[Saved entries]
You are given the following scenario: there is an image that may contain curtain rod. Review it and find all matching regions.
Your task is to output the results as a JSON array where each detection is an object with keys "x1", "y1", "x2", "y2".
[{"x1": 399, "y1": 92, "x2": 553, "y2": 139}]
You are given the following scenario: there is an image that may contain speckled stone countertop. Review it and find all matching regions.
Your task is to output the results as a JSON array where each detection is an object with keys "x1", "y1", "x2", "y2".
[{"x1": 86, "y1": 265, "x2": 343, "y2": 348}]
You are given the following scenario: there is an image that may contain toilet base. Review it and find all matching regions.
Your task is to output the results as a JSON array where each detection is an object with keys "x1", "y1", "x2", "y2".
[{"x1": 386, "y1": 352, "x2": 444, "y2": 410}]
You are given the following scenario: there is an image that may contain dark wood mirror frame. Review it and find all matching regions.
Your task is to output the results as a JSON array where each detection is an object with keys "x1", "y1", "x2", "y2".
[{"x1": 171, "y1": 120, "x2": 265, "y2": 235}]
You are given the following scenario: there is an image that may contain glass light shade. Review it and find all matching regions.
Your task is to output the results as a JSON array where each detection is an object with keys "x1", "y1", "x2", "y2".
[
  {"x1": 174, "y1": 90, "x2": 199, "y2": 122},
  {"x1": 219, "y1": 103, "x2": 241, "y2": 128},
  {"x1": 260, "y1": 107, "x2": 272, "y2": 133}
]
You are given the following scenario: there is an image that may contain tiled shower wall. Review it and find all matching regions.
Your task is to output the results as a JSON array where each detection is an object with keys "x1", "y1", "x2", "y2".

_Assignment_
For this exercise, output all the data exactly as shown above.

_Response to the exercise_
You are given the following scenario: there is an image that may contain curtain rod. Review it and find all matching regions.
Your task is to output the results as a JSON array where each detection is an object with keys "x1", "y1", "x2", "y2".
[{"x1": 399, "y1": 92, "x2": 553, "y2": 139}]
You are given the following scenario: there is an image that may contain speckled stone countertop. Review it and find all matching regions.
Your task is to output the results as a JSON array where each detection is an object with keys "x1", "y1", "x2", "y2".
[{"x1": 86, "y1": 265, "x2": 343, "y2": 348}]
You are given the following scenario: there is an image that may contain toilet base. Review it and find all matching regions.
Your task is to output the results as a JSON array where each detection is an object with keys "x1", "y1", "x2", "y2".
[{"x1": 386, "y1": 352, "x2": 444, "y2": 410}]
You are given the following scenario: there is an image that may contain dark wood mirror frame. Review it and find all matching regions.
Your task is to output the results as a JSON array where each detection is an object with keys "x1", "y1", "x2", "y2".
[{"x1": 171, "y1": 120, "x2": 265, "y2": 235}]
You are given the following scenario: there is an image that may contain glass light shade. Review it and find all matching regions.
Your task is to output the results as a JSON array where each detection is an object with keys "x1", "y1", "x2", "y2".
[
  {"x1": 174, "y1": 90, "x2": 199, "y2": 122},
  {"x1": 219, "y1": 103, "x2": 241, "y2": 128},
  {"x1": 260, "y1": 107, "x2": 272, "y2": 133}
]
You are given the following scenario: there is an image that may contain tiled shower wall. Review it and find all matching regions.
Your task is to output the results as a JSON array where each detection is an object with keys "x1", "y1", "x2", "y2".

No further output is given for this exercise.